- SOURCE DOCUMENT
>> begin

Re: MT Confidence definition [ACTION-556]

Hi all
I managed to talk to Declan Groves about this yesterday. His view was 
that the original use case was to enable to confidence score that all 
statistical MT already generate in selecting the final output to be 
propagated in an open way. So using other method is some change (a 
broadening) of the use case.

He also saw the danger of confusion by users/implementors if something 
labelled as a 'confidence score' (which has a certain meaning in NLP 
circles) might be used to convey quality estimation (QE), which, 
depending how its done,  has a different sort of significance.

We did discuss the option of mtconfidence being used to convey the 
output of an automated score (e.g. BLEU) that had been integrated into 
an MT engine. This would be reasonable in use cases where MT engines are 
being dynamically retrained, but would require relaxing the wording.

I also asked questions of some  QE researchers in CNGL and got some 
interesting clarifications. Certainly QE is being used to provide scores 
of MT output (i was mistaken about that on the call), often trained on 
some human annotation collected on the quality of previous translations 
correlated to the current translation and perhaps other meta data 
(including the self reported confidence scores) from the MT engine.

>> end

- JOB 1
Reproduce the MT confidence message word for word from "He also saw" to "sort of significance.".
- JOB 2
In the MT confidence message, in which use cases would it be reasonable for mtconfidence to convey an automated score such as BLEU?
- JOB 3
Pick up the MT confidence message after its last sentence and continue writing it.
The items after this point are separate from the MT confidence message.

- DATASET
>> begin

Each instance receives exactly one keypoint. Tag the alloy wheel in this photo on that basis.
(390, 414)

>> end
>> begin

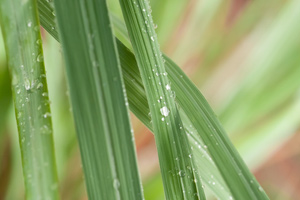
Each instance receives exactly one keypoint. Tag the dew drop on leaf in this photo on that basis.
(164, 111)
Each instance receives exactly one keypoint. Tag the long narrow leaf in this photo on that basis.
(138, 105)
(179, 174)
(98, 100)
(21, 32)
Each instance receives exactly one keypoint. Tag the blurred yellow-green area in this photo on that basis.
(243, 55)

>> end

- ANSWER 1
He also saw the danger of confusion by users/implementors if something 
labelled as a 'confidence score' (which has a certain meaning in NLP 
circles) might be used to convey quality estimation (QE), which, 
depending how its done,  has a different sort of significance.

- ANSWER 2
In use cases where MT engines are being dynamically retrained.

- ANSWER 3
Certainly there are also occasions where QE operates in a very similar 
fashion to that intended for non-conformance in  LQI, so I think that 
remains an option also.

So, Yves, you are right that the current definition is limiting to other 
possible 'scores' representing a confidence in the translation being a 
'good' one,  beyond just the MT-engine generated scores.

At the same time I have the impression that the technologies for this 
are still emerging from the lab and don't have the benefit of widely 
used common platforms and industrial experience that SMT does. Overall 
this makes it difficult to make any hard and fast statements about what 
should and should not be used to generate MtConfidence scores right now.

So softening that limitation as Yves suggests may be useful in 
accommodating innovations in this area, but may also open the door to 
some confusion by users that may impact negatively on the business 
benefits of interoperation, e.g. a translation client gets a score that 
they think has a certain significance when in fact it has another.

So, if we were to make the changes suggested by Yves, we should 
accompany it with some best practice work to suggest how the 
annotatorRef value could be used to inform on the particular method used 
to generate the mtconfidence score, including some classification 
encodings, explanations of the different methods and the significance 
that can be placed on the resulting scores in different situations. My 
general feeling, perhaps incorrect, is that the current IG membership 
probably doesn't have the breadth of expertise to provide this best 
practice. Arle, could this be something that QT-Launchpad could take on?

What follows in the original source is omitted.